Pull out every line of the listing that contains the string "tuples".

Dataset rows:
········

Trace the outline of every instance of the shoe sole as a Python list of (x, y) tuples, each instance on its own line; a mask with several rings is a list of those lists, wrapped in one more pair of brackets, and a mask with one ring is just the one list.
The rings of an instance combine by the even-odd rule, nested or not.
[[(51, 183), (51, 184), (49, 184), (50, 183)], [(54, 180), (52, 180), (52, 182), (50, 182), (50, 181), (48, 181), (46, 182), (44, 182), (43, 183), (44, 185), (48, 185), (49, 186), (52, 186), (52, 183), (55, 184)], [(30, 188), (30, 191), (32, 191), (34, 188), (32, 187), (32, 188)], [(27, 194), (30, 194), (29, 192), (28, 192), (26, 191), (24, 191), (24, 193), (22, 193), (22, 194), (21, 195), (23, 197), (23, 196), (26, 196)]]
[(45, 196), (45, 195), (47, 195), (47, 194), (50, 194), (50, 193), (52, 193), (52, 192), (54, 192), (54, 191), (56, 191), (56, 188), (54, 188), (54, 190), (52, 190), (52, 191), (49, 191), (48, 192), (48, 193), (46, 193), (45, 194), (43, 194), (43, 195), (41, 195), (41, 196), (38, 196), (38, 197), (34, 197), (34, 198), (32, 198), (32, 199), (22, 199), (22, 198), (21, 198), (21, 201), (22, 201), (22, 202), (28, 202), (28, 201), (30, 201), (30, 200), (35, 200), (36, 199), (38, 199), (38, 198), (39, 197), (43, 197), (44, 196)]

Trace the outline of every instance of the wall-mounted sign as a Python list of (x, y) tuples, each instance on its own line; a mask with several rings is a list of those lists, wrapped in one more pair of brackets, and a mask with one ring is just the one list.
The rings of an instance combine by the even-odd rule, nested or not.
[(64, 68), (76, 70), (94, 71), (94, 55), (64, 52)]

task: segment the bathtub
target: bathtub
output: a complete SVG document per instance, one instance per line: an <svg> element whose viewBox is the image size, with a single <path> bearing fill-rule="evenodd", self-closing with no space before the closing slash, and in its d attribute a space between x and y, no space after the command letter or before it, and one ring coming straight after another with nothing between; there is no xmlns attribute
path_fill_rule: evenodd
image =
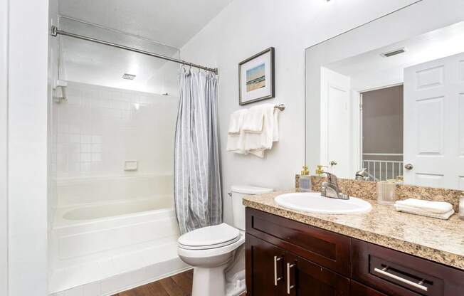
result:
<svg viewBox="0 0 464 296"><path fill-rule="evenodd" d="M53 233L58 259L176 240L179 231L173 199L172 196L157 196L57 210Z"/></svg>
<svg viewBox="0 0 464 296"><path fill-rule="evenodd" d="M121 201L79 206L66 211L63 218L68 221L88 221L136 213L169 209L173 207L172 196L158 196L135 201Z"/></svg>
<svg viewBox="0 0 464 296"><path fill-rule="evenodd" d="M112 295L189 266L176 252L172 175L58 180L51 231L53 295Z"/></svg>
<svg viewBox="0 0 464 296"><path fill-rule="evenodd" d="M111 295L190 268L177 255L172 206L169 195L57 210L51 295Z"/></svg>

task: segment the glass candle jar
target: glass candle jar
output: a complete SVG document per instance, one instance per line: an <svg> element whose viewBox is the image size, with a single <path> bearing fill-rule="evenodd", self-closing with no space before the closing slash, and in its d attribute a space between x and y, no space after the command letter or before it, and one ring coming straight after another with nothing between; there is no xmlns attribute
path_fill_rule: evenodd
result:
<svg viewBox="0 0 464 296"><path fill-rule="evenodd" d="M377 182L377 202L391 206L396 201L396 184L393 181Z"/></svg>

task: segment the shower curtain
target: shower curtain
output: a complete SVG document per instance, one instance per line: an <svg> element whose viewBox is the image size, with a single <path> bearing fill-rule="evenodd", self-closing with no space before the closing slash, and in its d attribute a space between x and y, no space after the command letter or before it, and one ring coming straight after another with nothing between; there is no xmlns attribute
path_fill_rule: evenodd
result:
<svg viewBox="0 0 464 296"><path fill-rule="evenodd" d="M174 147L174 200L181 233L222 223L217 75L179 73Z"/></svg>

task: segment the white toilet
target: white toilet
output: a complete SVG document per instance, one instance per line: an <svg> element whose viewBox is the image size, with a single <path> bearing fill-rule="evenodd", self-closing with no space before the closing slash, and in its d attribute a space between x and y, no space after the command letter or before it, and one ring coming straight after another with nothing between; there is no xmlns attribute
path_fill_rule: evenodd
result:
<svg viewBox="0 0 464 296"><path fill-rule="evenodd" d="M223 223L185 233L179 238L177 253L194 268L192 296L238 296L245 292L245 206L246 194L273 189L232 186L233 227Z"/></svg>

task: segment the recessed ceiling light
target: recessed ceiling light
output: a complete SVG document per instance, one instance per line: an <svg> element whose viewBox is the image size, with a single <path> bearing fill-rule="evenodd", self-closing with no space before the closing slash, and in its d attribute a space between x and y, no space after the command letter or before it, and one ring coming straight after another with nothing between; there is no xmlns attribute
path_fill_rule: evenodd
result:
<svg viewBox="0 0 464 296"><path fill-rule="evenodd" d="M135 79L135 76L136 75L135 75L133 74L124 73L124 75L122 75L122 79L127 79L128 80L133 80L134 79Z"/></svg>
<svg viewBox="0 0 464 296"><path fill-rule="evenodd" d="M406 53L406 49L404 47L402 47L401 48L396 48L393 51L388 51L386 53L381 53L380 56L383 56L384 58L389 58L393 56L396 56L400 53Z"/></svg>

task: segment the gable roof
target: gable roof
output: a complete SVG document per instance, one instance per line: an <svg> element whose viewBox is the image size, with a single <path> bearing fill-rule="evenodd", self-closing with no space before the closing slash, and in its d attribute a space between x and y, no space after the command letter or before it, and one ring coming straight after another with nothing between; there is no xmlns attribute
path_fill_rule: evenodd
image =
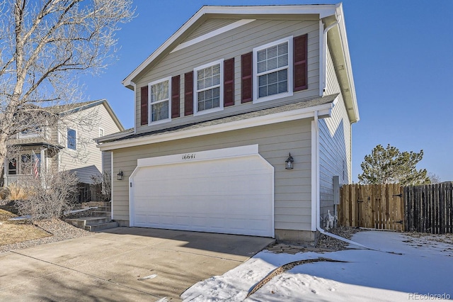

········

» Final result
Trace the outline of every instance of the shoe sole as a Python list of (x, y) tuples, each instance on its own line; a mask with several rings is a list of those lists, wrapped in one more pair of brackets, and a mask with one ring is just the one list.
Trace the outline of every instance of the wall-mounted sign as a Python list of (x, y) tuples, each instance on its own line; a mask with several rings is a list of those lists, wrapped in one more pair of brackets, and a mask with one ring is just the one list.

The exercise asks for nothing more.